▶ [What to do]:
Filter the data below and keep only the lines that contain the string "logo". The match is case-sensitive.

▶ [Exercise data]:
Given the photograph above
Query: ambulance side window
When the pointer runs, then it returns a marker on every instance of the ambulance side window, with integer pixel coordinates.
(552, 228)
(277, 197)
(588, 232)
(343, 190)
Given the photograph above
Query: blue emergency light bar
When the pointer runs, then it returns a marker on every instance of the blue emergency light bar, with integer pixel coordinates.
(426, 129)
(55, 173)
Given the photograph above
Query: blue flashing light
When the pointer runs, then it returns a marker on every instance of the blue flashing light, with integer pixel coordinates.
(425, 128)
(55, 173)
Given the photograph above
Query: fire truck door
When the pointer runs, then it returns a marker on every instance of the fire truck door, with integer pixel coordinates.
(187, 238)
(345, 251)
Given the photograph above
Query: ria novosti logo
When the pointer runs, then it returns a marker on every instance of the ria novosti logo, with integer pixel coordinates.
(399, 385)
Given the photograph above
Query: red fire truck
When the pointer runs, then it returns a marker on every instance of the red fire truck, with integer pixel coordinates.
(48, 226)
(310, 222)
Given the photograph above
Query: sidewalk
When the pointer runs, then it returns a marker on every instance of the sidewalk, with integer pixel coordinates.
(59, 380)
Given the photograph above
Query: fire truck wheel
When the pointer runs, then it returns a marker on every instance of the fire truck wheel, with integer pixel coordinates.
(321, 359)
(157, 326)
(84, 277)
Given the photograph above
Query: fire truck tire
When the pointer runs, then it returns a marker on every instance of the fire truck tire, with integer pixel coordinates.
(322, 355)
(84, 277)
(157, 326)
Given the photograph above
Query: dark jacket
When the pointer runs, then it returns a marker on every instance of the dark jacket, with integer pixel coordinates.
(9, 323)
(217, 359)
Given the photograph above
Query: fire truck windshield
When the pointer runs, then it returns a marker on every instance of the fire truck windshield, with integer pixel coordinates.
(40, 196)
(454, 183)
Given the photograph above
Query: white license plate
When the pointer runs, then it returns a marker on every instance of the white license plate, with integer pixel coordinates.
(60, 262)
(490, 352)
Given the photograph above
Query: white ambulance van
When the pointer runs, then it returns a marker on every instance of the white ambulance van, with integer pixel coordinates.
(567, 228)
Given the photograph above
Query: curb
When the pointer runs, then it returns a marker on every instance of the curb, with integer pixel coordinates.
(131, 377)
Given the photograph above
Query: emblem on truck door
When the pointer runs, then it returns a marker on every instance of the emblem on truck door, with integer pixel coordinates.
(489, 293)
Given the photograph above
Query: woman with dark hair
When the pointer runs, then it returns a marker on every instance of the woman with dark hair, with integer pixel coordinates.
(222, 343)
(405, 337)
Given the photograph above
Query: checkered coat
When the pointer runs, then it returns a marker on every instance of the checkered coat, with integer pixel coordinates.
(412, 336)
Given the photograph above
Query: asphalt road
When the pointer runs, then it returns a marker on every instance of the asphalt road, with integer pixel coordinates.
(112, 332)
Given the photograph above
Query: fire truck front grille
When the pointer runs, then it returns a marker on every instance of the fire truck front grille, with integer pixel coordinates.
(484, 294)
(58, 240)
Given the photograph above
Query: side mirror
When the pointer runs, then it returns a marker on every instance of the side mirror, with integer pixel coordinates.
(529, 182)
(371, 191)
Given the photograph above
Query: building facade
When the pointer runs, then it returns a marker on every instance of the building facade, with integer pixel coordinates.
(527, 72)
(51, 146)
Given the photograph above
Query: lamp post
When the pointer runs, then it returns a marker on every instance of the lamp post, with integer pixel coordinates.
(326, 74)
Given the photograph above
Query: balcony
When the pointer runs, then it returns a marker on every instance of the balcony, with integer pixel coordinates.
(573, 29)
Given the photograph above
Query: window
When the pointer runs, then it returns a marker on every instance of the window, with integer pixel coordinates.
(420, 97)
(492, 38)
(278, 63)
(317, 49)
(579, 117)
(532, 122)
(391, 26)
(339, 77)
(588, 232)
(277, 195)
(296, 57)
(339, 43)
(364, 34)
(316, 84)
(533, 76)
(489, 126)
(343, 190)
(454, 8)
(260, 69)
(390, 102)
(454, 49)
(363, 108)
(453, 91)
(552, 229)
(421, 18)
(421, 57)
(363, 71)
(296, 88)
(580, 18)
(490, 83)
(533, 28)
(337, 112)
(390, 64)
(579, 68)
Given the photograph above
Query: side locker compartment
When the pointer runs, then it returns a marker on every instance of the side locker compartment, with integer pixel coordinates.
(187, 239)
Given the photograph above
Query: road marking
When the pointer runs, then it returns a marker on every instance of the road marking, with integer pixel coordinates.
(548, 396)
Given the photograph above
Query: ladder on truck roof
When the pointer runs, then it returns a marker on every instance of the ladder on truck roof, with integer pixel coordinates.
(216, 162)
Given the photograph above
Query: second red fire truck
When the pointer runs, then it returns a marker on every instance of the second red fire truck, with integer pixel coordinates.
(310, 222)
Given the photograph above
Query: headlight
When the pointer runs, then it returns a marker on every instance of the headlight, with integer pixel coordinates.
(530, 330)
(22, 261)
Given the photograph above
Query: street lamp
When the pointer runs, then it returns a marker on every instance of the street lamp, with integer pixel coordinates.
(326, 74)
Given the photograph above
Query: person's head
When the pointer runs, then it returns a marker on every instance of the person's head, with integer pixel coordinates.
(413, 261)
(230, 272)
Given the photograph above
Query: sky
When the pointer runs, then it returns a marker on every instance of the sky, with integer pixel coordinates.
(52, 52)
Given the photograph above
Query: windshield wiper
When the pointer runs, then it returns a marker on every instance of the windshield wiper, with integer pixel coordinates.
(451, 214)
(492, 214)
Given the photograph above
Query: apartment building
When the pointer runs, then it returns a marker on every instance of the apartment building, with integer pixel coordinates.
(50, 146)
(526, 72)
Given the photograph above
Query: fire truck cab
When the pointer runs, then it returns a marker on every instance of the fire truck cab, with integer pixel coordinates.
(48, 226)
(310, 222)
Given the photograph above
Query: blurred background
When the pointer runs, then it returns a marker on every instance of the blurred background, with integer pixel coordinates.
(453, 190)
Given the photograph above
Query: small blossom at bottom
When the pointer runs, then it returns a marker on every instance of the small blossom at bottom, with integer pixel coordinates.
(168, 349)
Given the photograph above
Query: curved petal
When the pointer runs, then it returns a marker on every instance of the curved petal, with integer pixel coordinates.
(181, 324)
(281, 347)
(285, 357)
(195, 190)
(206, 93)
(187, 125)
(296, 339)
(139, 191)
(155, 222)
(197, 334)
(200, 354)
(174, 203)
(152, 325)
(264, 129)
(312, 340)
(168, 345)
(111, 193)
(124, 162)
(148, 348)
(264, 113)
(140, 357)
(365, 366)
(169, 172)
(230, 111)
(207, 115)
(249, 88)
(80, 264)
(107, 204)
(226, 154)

▶ [Problem solution]:
Query: ria novosti logo
When the pointer runs, then it returns a marker on every instance of the ria novosti logo, with integer pixel coordinates.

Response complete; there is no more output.